▶ [Material shown]:
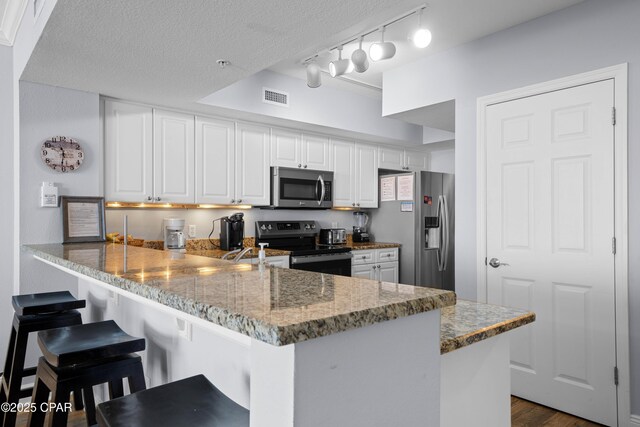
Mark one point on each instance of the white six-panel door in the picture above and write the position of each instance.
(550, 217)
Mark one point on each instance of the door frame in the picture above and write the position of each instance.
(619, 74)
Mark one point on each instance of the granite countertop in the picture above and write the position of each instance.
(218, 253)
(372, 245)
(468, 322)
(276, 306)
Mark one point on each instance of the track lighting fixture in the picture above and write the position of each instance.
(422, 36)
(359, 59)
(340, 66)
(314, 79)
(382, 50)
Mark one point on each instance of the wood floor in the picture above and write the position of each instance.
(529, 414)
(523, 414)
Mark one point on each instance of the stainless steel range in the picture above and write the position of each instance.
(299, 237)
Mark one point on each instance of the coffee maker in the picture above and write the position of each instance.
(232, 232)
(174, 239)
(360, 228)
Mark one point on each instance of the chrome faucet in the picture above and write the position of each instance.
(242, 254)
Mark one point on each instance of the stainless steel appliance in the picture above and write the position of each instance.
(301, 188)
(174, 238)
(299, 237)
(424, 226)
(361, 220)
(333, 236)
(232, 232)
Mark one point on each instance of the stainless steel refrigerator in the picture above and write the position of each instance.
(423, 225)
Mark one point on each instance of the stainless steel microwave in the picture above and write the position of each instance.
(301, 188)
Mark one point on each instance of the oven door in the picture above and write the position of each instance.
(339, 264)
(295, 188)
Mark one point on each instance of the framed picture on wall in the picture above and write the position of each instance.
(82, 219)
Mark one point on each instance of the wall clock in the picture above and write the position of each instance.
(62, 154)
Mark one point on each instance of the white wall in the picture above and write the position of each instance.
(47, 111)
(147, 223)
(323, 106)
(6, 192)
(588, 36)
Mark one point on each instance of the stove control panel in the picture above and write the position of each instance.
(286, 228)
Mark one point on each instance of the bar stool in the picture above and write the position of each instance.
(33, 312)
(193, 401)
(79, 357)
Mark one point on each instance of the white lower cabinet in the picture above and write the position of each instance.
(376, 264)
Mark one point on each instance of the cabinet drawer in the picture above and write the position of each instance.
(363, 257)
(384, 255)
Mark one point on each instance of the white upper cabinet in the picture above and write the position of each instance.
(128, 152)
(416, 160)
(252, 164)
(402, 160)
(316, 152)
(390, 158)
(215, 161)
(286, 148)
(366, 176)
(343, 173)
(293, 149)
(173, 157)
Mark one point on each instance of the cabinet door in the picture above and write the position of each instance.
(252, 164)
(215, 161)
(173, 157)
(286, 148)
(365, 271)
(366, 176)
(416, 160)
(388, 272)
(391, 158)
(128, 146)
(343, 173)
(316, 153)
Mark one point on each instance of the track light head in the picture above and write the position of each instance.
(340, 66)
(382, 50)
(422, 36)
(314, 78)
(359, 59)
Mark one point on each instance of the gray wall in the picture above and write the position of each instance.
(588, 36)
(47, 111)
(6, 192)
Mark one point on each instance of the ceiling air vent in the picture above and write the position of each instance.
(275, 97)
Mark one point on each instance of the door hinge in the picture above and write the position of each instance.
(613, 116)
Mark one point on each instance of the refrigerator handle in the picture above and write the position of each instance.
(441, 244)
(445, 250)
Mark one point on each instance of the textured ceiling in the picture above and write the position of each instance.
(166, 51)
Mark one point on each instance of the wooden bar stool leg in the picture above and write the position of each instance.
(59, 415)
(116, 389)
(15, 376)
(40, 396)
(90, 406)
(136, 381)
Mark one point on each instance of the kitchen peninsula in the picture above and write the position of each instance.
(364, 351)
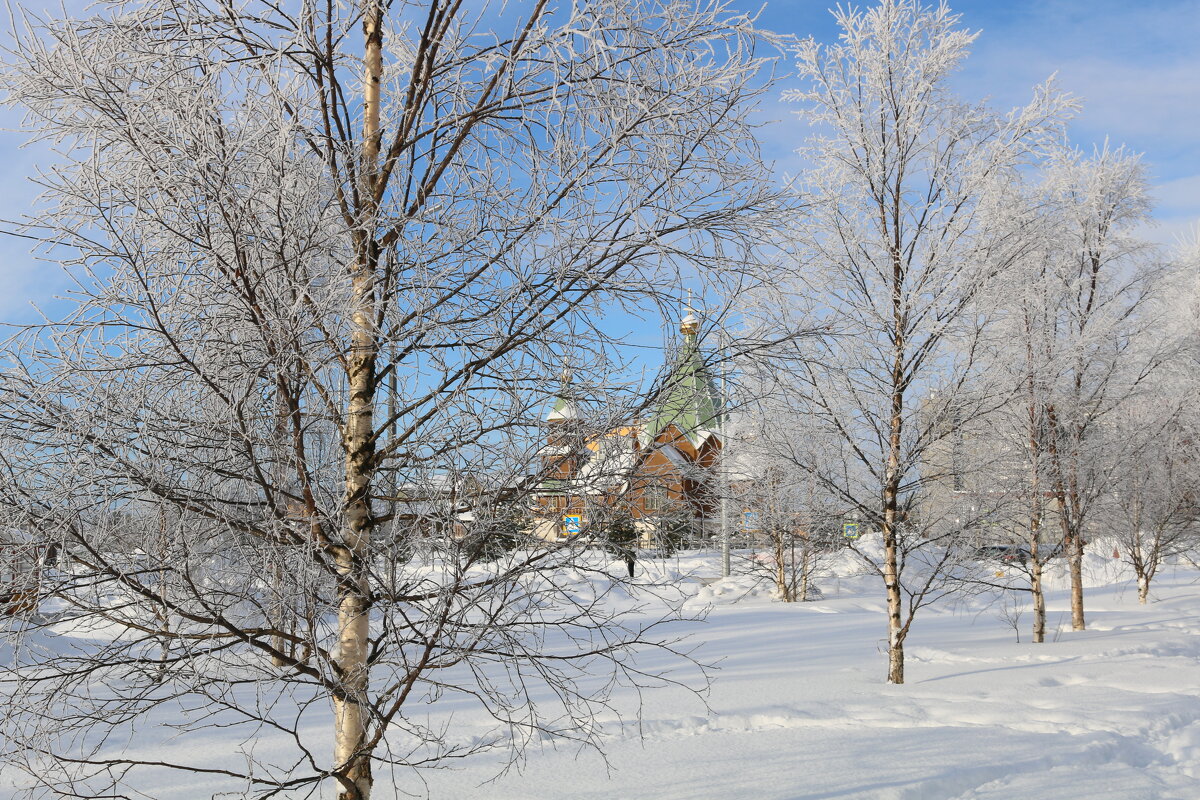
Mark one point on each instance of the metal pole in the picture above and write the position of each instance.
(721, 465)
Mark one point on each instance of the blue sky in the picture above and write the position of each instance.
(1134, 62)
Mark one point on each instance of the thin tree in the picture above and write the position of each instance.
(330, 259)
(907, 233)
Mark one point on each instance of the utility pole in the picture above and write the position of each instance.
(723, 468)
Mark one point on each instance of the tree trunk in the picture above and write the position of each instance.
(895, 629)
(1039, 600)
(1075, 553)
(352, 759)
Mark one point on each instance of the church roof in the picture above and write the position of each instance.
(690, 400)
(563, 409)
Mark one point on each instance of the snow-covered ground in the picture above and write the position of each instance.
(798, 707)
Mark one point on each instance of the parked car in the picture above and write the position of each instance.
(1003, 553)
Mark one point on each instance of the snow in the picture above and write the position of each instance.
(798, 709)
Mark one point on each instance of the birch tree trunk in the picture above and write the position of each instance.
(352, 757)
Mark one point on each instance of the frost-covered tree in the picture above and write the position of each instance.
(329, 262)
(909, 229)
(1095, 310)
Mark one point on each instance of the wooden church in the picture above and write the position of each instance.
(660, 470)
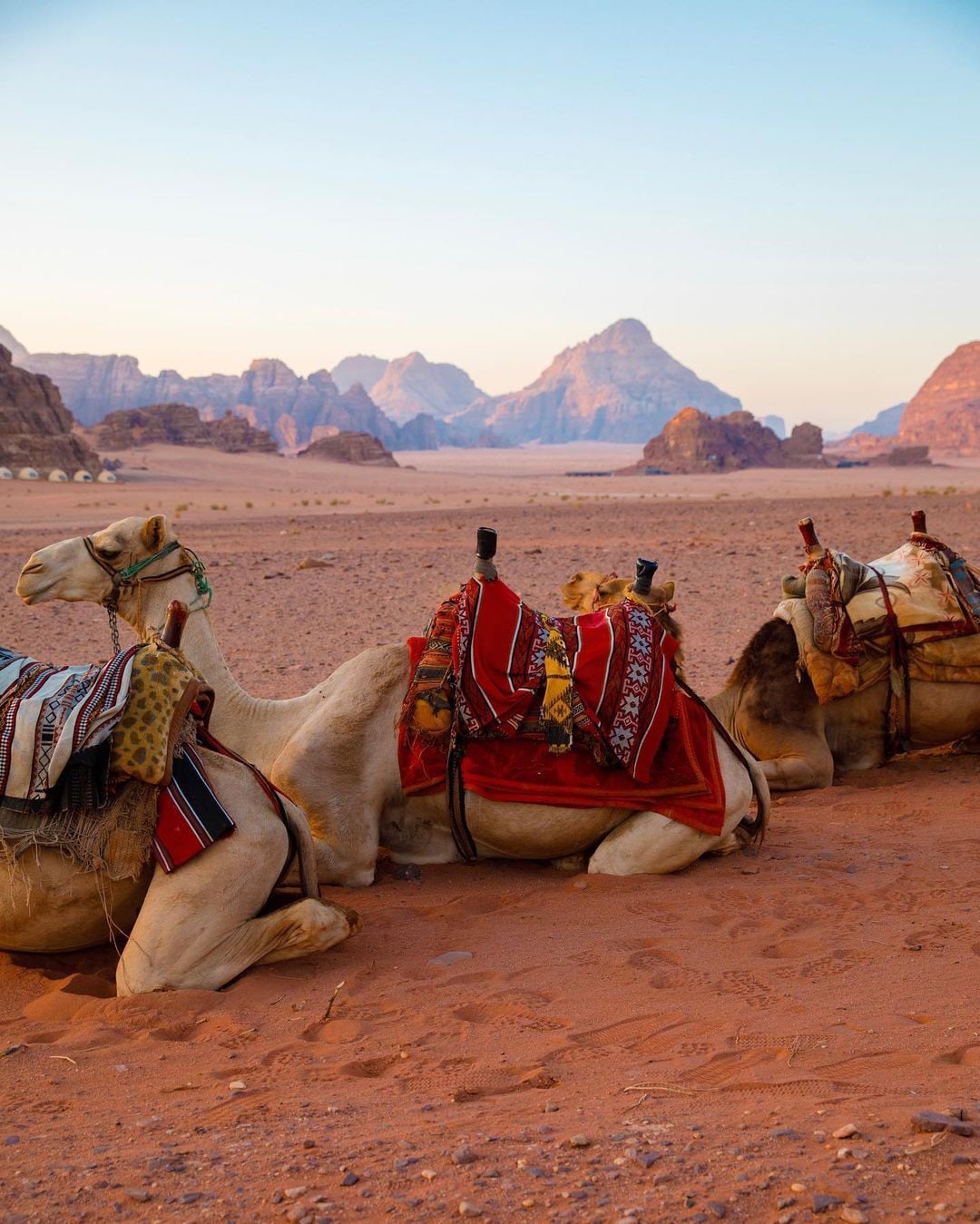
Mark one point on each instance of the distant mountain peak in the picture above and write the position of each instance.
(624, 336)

...

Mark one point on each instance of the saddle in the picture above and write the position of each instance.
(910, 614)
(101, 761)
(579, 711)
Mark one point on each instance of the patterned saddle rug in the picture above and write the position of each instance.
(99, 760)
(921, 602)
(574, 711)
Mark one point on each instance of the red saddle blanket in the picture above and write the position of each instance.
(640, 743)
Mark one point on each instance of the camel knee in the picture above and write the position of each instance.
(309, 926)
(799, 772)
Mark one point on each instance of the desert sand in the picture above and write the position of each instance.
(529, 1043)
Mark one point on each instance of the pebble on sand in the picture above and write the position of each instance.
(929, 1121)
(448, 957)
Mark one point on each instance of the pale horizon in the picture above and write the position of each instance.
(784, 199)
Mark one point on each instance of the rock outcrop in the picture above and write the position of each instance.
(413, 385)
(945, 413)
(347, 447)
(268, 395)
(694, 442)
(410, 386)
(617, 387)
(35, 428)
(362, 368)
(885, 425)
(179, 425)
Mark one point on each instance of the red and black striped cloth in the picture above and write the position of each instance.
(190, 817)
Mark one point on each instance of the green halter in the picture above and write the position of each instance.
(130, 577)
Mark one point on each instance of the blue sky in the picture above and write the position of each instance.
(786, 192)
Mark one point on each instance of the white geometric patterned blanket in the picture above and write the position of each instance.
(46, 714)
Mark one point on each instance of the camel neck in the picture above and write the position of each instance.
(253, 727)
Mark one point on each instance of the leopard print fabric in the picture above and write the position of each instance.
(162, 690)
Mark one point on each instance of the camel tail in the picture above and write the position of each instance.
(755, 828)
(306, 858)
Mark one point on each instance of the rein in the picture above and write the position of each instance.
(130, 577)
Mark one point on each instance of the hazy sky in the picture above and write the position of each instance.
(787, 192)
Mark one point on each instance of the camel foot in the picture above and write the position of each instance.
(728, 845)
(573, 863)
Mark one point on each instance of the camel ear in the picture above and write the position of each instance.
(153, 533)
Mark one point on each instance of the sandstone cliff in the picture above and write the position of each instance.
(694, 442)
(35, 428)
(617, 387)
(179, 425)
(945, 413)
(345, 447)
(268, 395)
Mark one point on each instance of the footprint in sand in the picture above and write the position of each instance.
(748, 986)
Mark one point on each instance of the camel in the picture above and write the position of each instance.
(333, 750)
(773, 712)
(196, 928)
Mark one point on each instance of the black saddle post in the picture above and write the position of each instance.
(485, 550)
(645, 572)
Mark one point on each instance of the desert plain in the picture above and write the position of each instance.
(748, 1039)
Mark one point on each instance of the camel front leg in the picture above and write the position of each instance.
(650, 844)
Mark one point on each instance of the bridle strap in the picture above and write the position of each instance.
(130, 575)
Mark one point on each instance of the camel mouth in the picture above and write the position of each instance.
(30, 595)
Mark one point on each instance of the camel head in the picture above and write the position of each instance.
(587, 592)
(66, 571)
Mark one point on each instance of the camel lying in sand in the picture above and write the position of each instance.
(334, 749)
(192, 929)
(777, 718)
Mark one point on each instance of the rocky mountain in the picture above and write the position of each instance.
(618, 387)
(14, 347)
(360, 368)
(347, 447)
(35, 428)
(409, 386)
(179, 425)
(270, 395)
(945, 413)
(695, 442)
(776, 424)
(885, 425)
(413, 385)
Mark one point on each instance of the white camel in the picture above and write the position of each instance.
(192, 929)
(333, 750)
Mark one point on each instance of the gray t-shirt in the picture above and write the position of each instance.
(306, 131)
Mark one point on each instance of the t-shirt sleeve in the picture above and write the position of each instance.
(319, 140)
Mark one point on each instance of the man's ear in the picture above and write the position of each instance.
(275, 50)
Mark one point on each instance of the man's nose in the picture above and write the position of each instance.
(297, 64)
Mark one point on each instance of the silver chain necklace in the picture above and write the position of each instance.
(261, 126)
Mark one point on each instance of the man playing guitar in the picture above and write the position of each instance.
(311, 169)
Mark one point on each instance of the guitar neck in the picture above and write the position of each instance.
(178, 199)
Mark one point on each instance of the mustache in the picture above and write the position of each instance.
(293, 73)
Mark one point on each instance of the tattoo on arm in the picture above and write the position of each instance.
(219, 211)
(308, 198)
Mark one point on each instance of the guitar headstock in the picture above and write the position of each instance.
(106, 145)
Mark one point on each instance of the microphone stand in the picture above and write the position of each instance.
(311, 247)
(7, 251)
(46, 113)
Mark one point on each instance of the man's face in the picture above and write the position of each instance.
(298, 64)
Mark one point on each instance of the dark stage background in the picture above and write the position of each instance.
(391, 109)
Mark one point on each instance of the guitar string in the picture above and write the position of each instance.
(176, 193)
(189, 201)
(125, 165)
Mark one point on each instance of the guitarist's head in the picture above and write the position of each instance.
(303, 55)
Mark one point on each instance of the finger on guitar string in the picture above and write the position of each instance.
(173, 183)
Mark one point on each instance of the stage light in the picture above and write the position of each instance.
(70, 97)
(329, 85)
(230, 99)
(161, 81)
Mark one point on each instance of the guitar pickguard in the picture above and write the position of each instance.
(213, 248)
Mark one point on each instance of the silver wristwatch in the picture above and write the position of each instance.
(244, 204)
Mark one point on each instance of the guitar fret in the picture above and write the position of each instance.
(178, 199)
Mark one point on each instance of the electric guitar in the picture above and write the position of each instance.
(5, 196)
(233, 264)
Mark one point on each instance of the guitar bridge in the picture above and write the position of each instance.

* * *

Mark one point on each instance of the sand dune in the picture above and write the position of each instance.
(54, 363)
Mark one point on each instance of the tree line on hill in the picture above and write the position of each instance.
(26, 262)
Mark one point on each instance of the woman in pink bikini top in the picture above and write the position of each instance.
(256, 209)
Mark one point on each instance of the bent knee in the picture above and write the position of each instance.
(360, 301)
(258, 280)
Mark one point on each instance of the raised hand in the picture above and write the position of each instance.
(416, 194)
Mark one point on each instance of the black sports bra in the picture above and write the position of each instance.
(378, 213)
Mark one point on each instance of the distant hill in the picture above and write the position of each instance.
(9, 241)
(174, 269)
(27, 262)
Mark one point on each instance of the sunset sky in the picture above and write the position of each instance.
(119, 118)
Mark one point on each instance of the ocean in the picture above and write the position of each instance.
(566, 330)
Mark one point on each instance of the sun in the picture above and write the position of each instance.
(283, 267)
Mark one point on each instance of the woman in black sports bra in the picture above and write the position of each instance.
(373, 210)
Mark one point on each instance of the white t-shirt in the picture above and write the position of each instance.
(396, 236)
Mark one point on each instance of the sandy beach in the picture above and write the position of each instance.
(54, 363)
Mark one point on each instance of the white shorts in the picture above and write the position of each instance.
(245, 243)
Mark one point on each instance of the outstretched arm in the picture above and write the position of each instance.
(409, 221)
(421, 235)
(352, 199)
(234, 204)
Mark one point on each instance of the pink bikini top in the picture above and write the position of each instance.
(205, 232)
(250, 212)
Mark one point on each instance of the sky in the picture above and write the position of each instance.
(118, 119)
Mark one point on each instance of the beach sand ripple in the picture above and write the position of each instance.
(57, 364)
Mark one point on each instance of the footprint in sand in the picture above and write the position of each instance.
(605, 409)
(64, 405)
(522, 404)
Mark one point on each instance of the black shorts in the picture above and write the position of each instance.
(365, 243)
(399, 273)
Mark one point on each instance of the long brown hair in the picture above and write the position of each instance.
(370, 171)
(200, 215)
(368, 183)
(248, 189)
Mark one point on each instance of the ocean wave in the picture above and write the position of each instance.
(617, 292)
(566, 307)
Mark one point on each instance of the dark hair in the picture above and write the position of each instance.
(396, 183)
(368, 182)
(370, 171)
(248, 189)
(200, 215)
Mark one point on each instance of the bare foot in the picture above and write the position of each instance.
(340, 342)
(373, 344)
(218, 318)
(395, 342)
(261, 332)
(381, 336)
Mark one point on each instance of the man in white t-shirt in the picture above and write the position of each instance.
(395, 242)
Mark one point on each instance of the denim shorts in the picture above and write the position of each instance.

▶ [Work item]: The answer is the lines above between the line holding "Mark one point on each instance of the guitar pickguard" and the line holding "Mark one point on each instance of the guitar bridge", inclusive, each written out exactly, and no others.

▶ [Task response]:
Mark one point on each instance of the guitar pickguard in the picture above and write the position of each instance.
(213, 248)
Mark one point on each instance of the silver wristwatch in the picture above and write the position of each instance.
(244, 204)
Mark one point on each instance of the guitar fret in the picture above and write the position of each instance.
(178, 199)
Mark one point on each instance of the electric guitar in the picture above and write the position of each instance.
(5, 196)
(233, 264)
Mark one point on each instance of the guitar bridge in the picture above and write the position of each instance.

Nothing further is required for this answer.